## TRECHO FORNECIDO

%%

Essa trajetória que agrega a Matraga novos valores pode representar também um início de novo senso de justiça e, por isso, um início de modernização democrática do sertão brasileiro, pensando aqui no momento histórico e político do país na época de publicação de Sagarana.
Em Grande Sertão
A trajetória de reconstrução do austero nhô Augusto aponta também para uma mudança de classe social: da “alta” para a miserável do brejo do casal de pretos. Sua posição, então, está enfraquecida, sem crédito para amizades, dinheiro ou política. Porém, como dissemos anteriormente, o sistema local não se enfraquece. Na sua fragilidade, nhô Augusto afasta-se para melhor pensar e se reencontrar, tendo de suportar todas as tentações do desejo de voltar a ser o velho guerreiro de respeito.
Joãozinho Bem-Bem aparece nesse ínterim como o representante da ordem local neste segundo momento. Sua caracterização é bem típica do valentão da tradição:
“... era o homem mais afamado dos dois sertões do rio: célebre do Jequitinhonha à Serra das Araras, da beira do Jequitibá à barra do Verde Grande, do Rio Gavião até nos Montes Claros, de Carinhanha até Paracatú; maior do que Antônio Dó ou Indalécio; o arranca-toco, o treme-terra, o come-brasa, o pega-à-unha, o fecha-treta, o tira-prosa, o parte-ferro, o rompe-racha, o rompe-e-arrasa: Seu Joãozinho Bem-Bem.” (p.348)
Matraga terá de ir contra aquilo que lhe era perfeitamente normal quando ocupava a posição de Coronel – já começamos a notar essa nova postura na recusa de fazer parte do bando de Bem-Bem, apesar de, em pensamento, imaginar-se integrante dele:
“_ Ôpa! Ôi-ai!... A gente botar você, mais você, de longe, com as clavinas... E você outro, aí, mais este compadre de cara séria, p’ra voltearem... E este companheirinho chegador, para chegar na frente, e não dizer até-logo!... E depois chover sem chuva, com o pau escrevendo e lendo, e arma-de-fogo debulhando, e homem mudo gritando, e os do-lado-de-lá correndo e pedindo perdão!...” (p.353)

%%

## INFORMAÇÕES EXIBIDAS
%%

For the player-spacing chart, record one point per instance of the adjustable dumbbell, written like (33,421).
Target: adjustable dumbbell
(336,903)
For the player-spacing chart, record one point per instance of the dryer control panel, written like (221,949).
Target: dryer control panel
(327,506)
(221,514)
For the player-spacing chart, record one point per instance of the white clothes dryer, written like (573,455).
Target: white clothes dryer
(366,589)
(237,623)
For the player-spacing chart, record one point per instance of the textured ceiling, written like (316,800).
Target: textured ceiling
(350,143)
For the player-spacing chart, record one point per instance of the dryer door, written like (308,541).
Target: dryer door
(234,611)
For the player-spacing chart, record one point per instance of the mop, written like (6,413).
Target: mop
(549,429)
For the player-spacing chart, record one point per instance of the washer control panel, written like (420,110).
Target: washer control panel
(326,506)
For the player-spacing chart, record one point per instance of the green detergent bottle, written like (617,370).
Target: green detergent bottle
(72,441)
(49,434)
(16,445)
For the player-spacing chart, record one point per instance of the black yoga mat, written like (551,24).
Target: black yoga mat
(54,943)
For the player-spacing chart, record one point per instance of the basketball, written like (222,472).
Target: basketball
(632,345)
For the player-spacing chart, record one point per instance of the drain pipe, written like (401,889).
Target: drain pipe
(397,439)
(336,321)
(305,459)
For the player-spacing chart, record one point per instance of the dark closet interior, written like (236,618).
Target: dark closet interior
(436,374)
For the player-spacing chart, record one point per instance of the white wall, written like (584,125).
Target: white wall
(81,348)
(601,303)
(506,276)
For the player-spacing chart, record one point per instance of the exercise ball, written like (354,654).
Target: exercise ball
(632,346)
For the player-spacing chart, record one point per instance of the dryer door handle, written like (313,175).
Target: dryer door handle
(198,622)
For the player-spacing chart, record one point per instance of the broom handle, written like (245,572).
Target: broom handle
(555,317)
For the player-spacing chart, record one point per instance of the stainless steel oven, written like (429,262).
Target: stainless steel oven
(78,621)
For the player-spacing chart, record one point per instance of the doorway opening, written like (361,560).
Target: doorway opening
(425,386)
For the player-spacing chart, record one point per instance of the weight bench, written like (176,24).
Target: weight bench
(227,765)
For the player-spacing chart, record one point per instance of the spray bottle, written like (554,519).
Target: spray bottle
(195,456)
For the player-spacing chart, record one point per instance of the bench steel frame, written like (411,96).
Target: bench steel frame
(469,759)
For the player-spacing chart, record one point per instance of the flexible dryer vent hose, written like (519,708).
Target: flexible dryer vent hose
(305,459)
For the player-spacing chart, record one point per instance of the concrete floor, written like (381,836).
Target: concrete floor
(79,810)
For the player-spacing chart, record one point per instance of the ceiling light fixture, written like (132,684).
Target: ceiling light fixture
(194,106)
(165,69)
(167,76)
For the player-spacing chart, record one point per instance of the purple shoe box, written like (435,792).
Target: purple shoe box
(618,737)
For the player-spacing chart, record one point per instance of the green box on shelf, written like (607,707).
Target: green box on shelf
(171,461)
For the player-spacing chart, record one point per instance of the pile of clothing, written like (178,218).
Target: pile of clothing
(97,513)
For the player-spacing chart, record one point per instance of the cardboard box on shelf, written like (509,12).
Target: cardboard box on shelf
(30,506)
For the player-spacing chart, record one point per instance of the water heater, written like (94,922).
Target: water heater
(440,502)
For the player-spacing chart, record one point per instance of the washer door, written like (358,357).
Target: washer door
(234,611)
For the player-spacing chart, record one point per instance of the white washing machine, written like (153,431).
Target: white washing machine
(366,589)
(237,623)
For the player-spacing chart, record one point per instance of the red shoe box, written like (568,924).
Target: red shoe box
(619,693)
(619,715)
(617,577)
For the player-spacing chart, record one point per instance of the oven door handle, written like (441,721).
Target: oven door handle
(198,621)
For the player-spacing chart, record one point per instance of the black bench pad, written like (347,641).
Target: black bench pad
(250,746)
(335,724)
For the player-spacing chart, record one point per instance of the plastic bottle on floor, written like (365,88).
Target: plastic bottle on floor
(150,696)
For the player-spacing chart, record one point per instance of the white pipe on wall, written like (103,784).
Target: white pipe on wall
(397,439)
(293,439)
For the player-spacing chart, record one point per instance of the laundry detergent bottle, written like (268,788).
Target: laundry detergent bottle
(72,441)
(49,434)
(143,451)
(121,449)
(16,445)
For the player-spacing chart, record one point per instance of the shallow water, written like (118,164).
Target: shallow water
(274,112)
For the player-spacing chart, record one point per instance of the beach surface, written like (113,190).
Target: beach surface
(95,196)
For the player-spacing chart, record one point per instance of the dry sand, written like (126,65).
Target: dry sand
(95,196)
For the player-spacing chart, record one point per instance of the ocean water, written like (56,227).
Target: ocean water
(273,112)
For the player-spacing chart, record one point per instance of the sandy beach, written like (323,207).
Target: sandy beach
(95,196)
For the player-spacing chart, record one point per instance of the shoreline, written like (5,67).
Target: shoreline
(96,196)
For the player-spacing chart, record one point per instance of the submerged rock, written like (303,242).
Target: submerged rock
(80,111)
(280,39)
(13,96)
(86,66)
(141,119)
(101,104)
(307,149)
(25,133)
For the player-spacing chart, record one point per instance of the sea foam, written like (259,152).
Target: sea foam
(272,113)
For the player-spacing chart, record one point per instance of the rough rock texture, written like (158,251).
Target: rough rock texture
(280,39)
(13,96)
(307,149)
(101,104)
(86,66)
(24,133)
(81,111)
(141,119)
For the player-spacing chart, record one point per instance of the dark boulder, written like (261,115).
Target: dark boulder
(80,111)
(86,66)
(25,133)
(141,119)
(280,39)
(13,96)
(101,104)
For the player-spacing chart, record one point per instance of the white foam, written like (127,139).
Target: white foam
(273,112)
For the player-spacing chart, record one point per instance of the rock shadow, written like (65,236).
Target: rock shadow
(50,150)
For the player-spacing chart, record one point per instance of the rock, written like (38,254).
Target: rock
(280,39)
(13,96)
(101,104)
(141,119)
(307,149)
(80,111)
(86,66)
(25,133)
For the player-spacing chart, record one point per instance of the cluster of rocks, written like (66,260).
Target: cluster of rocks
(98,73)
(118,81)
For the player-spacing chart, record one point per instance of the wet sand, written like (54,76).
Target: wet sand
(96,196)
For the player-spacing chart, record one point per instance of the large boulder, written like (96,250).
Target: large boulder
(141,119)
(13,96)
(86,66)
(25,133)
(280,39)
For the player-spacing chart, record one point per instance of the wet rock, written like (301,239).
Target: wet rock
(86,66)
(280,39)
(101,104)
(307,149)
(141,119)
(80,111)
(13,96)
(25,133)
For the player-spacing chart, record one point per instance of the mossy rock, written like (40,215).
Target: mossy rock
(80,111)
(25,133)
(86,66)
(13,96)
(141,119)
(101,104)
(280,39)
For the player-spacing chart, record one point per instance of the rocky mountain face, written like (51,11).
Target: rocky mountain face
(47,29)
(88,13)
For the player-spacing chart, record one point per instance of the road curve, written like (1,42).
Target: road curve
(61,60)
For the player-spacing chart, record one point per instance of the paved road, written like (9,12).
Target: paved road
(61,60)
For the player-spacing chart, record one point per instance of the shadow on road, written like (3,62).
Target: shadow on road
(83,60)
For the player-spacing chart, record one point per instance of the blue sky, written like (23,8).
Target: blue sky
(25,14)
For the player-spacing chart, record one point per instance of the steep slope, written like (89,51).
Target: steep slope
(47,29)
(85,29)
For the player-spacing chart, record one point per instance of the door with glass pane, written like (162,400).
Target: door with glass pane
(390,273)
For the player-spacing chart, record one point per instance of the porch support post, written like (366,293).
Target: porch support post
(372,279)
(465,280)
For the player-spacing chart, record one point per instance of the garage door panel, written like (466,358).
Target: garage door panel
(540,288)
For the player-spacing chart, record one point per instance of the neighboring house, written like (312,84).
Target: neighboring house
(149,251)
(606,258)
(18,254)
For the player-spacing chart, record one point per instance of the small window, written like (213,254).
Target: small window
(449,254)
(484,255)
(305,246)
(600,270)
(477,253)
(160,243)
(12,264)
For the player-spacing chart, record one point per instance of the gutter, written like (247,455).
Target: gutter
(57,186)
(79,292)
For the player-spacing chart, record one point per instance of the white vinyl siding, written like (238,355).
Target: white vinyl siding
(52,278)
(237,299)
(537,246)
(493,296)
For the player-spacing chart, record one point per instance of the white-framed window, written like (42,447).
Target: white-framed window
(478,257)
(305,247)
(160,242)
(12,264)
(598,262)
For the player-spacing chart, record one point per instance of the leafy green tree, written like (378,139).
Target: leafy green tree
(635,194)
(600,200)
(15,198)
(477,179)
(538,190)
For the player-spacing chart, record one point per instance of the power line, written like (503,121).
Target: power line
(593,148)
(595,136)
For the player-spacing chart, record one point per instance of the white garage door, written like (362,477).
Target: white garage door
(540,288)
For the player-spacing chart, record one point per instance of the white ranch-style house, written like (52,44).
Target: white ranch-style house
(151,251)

%%

## TAREFA SOLICITADA 1
No trecho sobre Augusto Matraga, quem aparece como representante da ordem local no segundo momento da trajetória de nhô Augusto?
## TAREFA SOLICITADA 2
Retome o trecho sobre Augusto Matraga e prossiga com a análise logo depois da última citação.

## RESPOSTA 1
Joãozinho Bem-Bem.

## RESPOSTA 2
Então, a luta interna vivida por Matraga durante sua regeneração gira em torno de opostos: tradição e nova ordem. Esta será seguida com mais afinco, principalmente após a visita do padre que, nesse segundo momento, assim como o leiloeiro no primeiro, figura como o poder formal. Claro que, em primeiro lugar, ele figuraria o fator religioso presente na novela, mas serão as suas diretrizes, firmadas no trabalho humilde e na luta contra a violência – regras bastante formais –, que Matraga terá como novo lema.
Aos poucos, lembrando aqui a estrutura mítico-religiosa da narrativa, o personagem passa a conceber o mundo e suas relações humanas de uma maneira diferente. Fábio de Souza Andrade diz que “o abrandamento da ótica costumeira em Matraga também passa por um questionamento ético que considera novas posições e resulta numa nova maneira de conceber o justo.”
A ordem local rege conforme Bem-Bem afirma: “morte que eu mando é só morte legal”, ou, pela ótica do costume, é morte “justa”, dentro da lei local. Como também é considerada justa a morte do velho em lugar do assassino de Juruminho – olhando de dentro não há nada mais “justo”. Justiça aqui passa pela violência e bravura necessariamente.
Já pela ótica formal, esse comportamento é recusado e reprovado. Para evitar a violência, o também dividido Riobaldo propõe a prisão para Zé Bebelo
Para Bem-Bem também lhe é estranha a reação de Matraga contra a justiça local a ser feita (um dos filhos do velho deveria morrer, substituindo a morte de Juruminho, e suas filhas serviriam de diversão para os homens de Bem-Bem):
“_ Não faz isso, meu amigo seu Joãozinho Bem-Bem, que o desgraçado do velho está pedindo em nome da Nosso Senhor e da Virgem Maria! E o que vocês estão querendo fazer em casa dele é coisa que nem Deus não manda e nem o diabo não faz!”
(...)
_ Você está caçoando com a gente, mano velho?” (p.367)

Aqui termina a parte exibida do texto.